### Problem details
Rewrite all of the material below with every occurrence of "pixel coordinates" replaced by "image coordinates", keeping everything else the same.
▶
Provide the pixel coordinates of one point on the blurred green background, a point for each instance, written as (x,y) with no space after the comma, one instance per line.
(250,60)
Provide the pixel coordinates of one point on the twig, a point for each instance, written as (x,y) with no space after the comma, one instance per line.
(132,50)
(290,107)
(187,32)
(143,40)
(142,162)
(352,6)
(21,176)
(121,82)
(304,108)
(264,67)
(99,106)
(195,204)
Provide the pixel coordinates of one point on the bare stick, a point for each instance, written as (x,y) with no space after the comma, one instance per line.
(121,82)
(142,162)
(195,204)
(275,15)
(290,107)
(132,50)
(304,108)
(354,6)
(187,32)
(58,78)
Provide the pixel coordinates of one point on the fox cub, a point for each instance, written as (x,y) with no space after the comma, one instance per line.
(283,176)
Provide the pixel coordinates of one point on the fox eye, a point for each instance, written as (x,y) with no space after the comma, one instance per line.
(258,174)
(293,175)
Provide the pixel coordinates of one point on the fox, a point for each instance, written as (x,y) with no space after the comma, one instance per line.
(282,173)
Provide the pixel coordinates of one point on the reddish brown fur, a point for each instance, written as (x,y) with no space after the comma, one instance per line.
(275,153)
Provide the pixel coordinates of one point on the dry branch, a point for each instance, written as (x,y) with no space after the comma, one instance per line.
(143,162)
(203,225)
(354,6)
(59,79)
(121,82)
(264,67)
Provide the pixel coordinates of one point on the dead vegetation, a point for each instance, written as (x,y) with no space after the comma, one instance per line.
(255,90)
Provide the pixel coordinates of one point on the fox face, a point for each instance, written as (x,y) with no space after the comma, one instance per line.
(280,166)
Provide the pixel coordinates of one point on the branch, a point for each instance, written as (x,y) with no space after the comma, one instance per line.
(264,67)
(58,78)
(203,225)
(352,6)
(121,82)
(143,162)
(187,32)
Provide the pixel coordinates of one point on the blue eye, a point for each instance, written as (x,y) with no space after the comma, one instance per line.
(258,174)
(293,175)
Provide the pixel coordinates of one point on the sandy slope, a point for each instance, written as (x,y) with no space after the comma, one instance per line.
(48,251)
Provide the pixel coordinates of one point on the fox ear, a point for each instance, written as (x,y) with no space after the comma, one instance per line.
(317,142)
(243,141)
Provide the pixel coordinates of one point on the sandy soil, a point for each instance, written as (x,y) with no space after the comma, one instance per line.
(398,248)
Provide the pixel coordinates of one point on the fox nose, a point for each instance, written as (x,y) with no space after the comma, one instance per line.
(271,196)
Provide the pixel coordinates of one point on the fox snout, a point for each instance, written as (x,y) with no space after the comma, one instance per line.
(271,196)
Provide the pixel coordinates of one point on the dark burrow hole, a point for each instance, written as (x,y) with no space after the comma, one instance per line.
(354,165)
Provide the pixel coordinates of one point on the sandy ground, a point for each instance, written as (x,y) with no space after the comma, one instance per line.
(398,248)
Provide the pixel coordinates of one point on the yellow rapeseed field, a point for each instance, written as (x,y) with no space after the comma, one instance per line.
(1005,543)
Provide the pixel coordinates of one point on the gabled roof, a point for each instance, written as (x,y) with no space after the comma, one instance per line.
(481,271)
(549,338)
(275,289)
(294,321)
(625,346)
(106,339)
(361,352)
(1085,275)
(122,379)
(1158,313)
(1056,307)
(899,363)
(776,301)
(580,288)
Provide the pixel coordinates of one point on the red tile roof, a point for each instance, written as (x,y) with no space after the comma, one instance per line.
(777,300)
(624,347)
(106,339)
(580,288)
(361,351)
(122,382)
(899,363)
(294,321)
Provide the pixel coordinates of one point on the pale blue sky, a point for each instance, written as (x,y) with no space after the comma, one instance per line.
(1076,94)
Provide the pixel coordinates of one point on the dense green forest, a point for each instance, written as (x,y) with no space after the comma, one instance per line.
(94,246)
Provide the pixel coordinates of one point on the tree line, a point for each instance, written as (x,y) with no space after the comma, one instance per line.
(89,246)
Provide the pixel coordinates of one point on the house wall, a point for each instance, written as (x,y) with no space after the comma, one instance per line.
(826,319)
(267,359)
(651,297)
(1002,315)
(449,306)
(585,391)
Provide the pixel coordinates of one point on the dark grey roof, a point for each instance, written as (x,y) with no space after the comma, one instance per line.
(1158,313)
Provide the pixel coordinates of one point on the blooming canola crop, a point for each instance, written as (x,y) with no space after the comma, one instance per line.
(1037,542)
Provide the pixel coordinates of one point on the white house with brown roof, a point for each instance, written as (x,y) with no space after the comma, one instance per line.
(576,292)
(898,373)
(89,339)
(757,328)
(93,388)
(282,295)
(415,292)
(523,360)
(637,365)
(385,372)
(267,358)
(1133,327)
◀
### Answer
Provide the image coordinates of one point on the blurred green background, a point for each instance, written as (x,y) with no space after the comma, one instance per line.
(250,60)
Provide the image coordinates of one point on the twig, a point for each instance, written as (x,y) with no space after the comma, one instance per line.
(132,50)
(290,107)
(187,32)
(143,40)
(142,162)
(352,6)
(21,176)
(121,82)
(304,108)
(264,67)
(99,106)
(195,204)
Provide the image coordinates of one point on the bare stick, a point for each instance, written as (x,y) with no space after the comma, one instance per line.
(121,82)
(142,162)
(195,204)
(275,15)
(290,107)
(132,50)
(304,108)
(354,6)
(187,32)
(58,78)
Provide the image coordinates of one point on the fox cub, a point for each instance, written as (x,y) with no space after the comma, one instance per line.
(283,176)
Provide the image coordinates of one point on the fox eye, a point for each instance, written as (x,y) with no space after the comma, one instance per line.
(258,174)
(293,175)
Provide the image coordinates of one point on the fox, a point for each instance, written as (x,y) with no space after the comma, one instance per line.
(282,173)
Provide the image coordinates of one point on the reddish brown fur, a point for each instance, written as (x,y) with no space after the comma, one instance per line.
(275,153)
Provide the image coordinates of one point on the dry branch, a point for each instance, written as (x,y) with no space after the comma, one instance per line.
(143,162)
(203,225)
(354,6)
(59,79)
(121,82)
(264,67)
Provide the image coordinates of one point on the dead vegetation, a point for each instance, written as (x,y) with no space after the comma, one instance per line.
(255,90)
Provide the image coordinates of one point on the fox face, a point for each instance, written as (x,y) with no space after the comma, one instance per line.
(280,166)
Provide the image coordinates of one point on the branch, a point for each instance, written as (x,y) with no space after the comma, one instance per line.
(264,67)
(58,78)
(203,225)
(352,6)
(121,82)
(143,162)
(187,32)
Provide the image coordinates of one point on the blue eye, a point for each instance, written as (x,y) with no space after the comma, one instance per line.
(258,174)
(293,175)
Provide the image coordinates of one point on the sandy slope, a point for each instance, written as (x,y) with no space after the comma, one instance per line.
(48,251)
Provide the image coordinates of one point on the fox ear, a point for each instance, written as (x,y) with no space after the comma, one instance per line.
(317,142)
(243,141)
Provide the image coordinates of one point on the sandy soil, a point for each instance, written as (x,y) with no space after the comma, one instance per line.
(398,248)
Provide the image coordinates of one point on the fox nose, a point for each instance, written as (x,y) with no space after the comma, one instance per line.
(271,196)
Provide the image coordinates of one point on the fox snout, a point for each instance, written as (x,y) with no space after the comma, one instance per line.
(271,196)
Provide the image coordinates of one point on the dark burrow hole, a point for each instance, written as (x,y) with no space after the comma, one instance per line.
(354,165)
Provide the image coordinates of one point on the sandy ground, a point for each instance, written as (x,y) with no space after the comma, one instance per line.
(398,248)
Provide the image coordinates of one point on the yellow rapeseed field, a point for each instance, written as (x,y) with no space after the comma, one instance per line.
(1005,543)
Provide the image coordinates of one point on the gabled roof, a point for each instance, written as (x,y) with no space after the comma, one instance per line.
(481,271)
(549,338)
(275,289)
(294,321)
(625,346)
(106,339)
(361,352)
(1085,275)
(122,379)
(1158,313)
(1056,307)
(899,363)
(776,301)
(580,288)
Provide the image coordinates of one point on the red tile roof, a point for each instance, written as (x,y) with no space after the comma, one instance per line.
(777,300)
(624,347)
(106,339)
(580,288)
(361,351)
(122,382)
(899,363)
(294,321)
Provide the image coordinates of one point on the pale blue sky, a point for each instance, written as (x,y) with no space after the comma, one instance per line.
(1076,94)
Provide the image coordinates of one point on the dense green forest, a point for each instance, written as (x,y) with no space after the comma, one instance per line.
(94,246)
Provide the image coordinates of one point on the tree line, a point for each instance, written as (x,y) with no space after the comma, one instance per line.
(89,246)
Provide the image coordinates of one point on the house wall, a point for each instance, written as (x,y) with no space after the comma, one instance per line.
(826,319)
(267,359)
(651,297)
(1002,315)
(449,306)
(585,391)
Provide the image coordinates of one point on the dark grey roof, a point for each instance, written as (x,y) with no space after the comma, one instance per line.
(1158,313)
Provide the image coordinates of one point on the blooming canola crop, a point for each instance, written as (x,y) with no space after the comma, one instance per line.
(1037,542)
Provide the image coordinates of one point on the white house with brown roof, a point for each instance, written as (x,y) with no space after the comma, one instance per line.
(576,292)
(898,373)
(89,339)
(757,328)
(93,388)
(282,295)
(415,292)
(523,360)
(637,365)
(385,372)
(267,358)
(1133,327)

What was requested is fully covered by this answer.